*TASK OBJECTIVE*.
Switch each "mountain" in the records below to "peak" and write out all the lines again with nothing else altered. Omit the pictures from your answer.

*AVAILABLE RECORDS*.
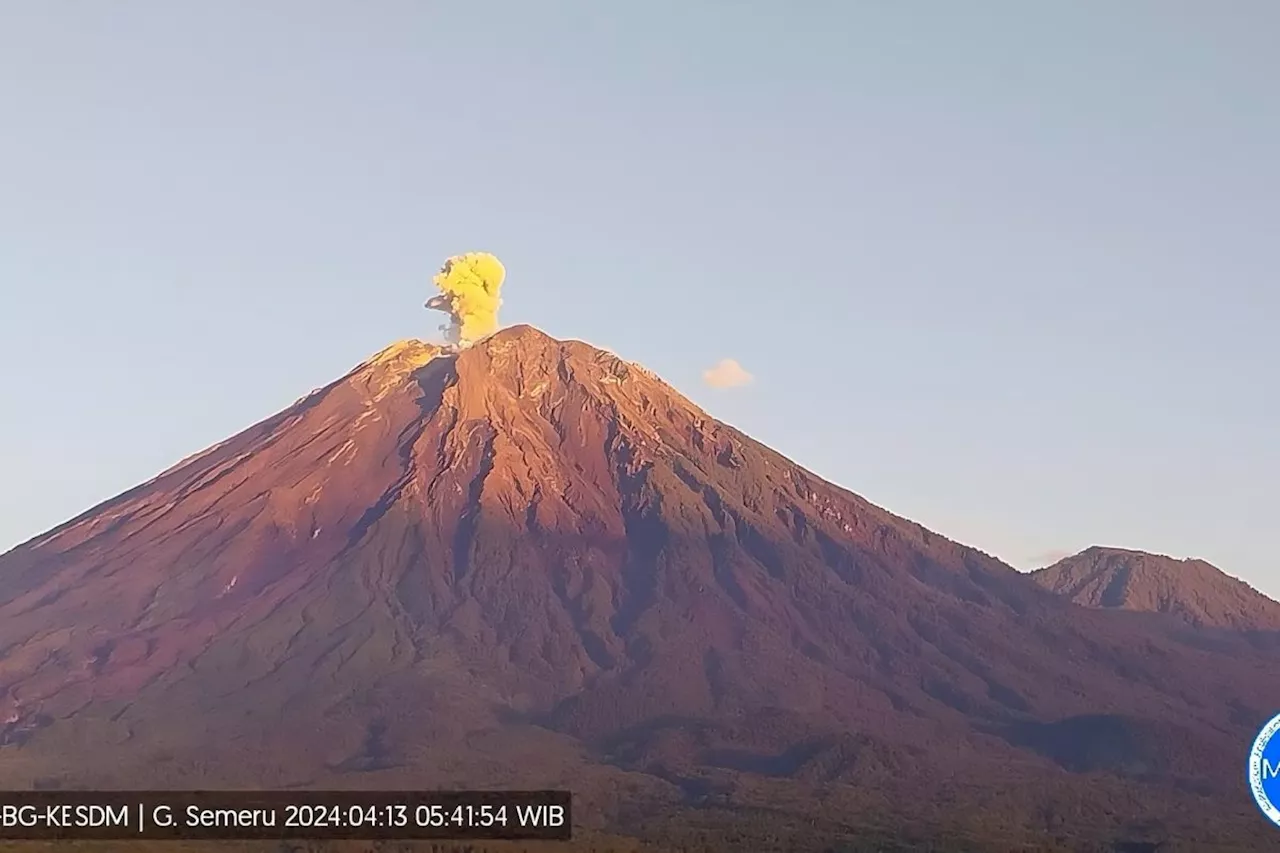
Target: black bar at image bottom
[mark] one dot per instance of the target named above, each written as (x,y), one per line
(243,815)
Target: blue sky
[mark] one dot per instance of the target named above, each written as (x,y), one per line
(1009,269)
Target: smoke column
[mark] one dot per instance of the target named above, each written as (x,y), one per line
(470,287)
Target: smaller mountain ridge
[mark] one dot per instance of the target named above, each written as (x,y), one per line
(1191,589)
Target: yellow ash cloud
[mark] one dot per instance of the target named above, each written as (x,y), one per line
(727,374)
(470,287)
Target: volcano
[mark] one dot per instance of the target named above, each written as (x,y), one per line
(533,562)
(1194,591)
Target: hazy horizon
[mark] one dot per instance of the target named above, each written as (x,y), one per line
(1005,270)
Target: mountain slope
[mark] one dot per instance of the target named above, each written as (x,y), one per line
(534,564)
(1191,589)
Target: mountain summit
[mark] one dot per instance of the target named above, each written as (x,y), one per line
(1191,589)
(531,562)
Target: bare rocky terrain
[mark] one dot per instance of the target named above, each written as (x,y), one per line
(1191,589)
(534,564)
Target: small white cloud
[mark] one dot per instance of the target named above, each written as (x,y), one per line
(727,374)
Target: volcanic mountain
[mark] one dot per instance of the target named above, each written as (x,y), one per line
(533,562)
(1191,589)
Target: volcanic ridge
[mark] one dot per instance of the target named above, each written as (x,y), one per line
(533,562)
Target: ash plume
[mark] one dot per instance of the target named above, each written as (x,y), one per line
(470,287)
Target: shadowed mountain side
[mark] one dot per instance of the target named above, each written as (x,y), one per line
(1191,589)
(536,550)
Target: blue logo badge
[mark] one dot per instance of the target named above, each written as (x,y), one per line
(1265,770)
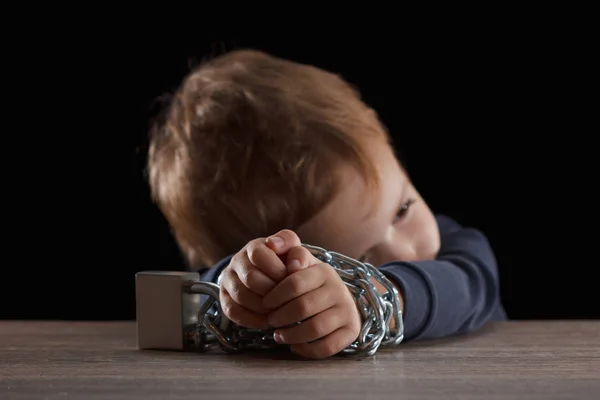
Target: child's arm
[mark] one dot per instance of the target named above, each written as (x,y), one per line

*RESPONSE*.
Target: black bar at image bottom
[mark] one dot per instance of the target named above, each written as (x,y), one per line
(243,815)
Target: blue sky
[mark] one dot per instance of the target named above, each written as (x,y), one per line
(1009,269)
Target: smoke column
[mark] one dot per instance of the target named above, each written as (x,y), one per line
(470,287)
Target: smaller peak ridge
[mark] one dot per instance of the target named above, each written as (x,y), one per line
(1191,589)
Target: yellow ash cloud
[mark] one dot per instance of the target named above, each written as (x,y), one per line
(727,374)
(470,287)
Target: volcano
[mark] one dot per instance of the target named above, each written as (x,y), one per line
(533,562)
(1194,591)
Target: hazy horizon
[mark] one dot per instance of the target named above, each written as (x,y), one per line
(1005,270)
Target: peak slope
[mark] one dot per instance of the target named above, each written as (x,y), one per line
(534,564)
(1191,589)
Target: peak summit
[mark] one dot per instance of the target named above, each written as (x,y), one per line
(1191,589)
(531,562)
Target: bare rocky terrain
[mark] one dot per instance of the target named above, each written as (x,y), one per line
(1191,589)
(534,564)
Target: small white cloud
[mark] one dot per instance of the target named above, each written as (x,y), one per line
(727,374)
Target: volcanic peak
[mark] one dot per instance of the target named above, each written as (x,y), one per line
(533,562)
(1191,589)
Target: volcanic ridge
[mark] one dot per instance of the target named above, each written as (x,y), one per line
(533,562)
Target: ash plume
[mark] one dot per instance of the target named above, each written as (x,y), one per line
(470,287)
Target: shadowed peak side
[mark] one dot per instance of the target named above, each written as (x,y), one per line
(1191,589)
(536,550)
Target: blue logo badge
[mark] one dot per instance of the target named above, each written as (x,y), one per line
(1265,770)
Target: child's arm
[mark] one dot per instance of the target named above, each written as (x,y), one per line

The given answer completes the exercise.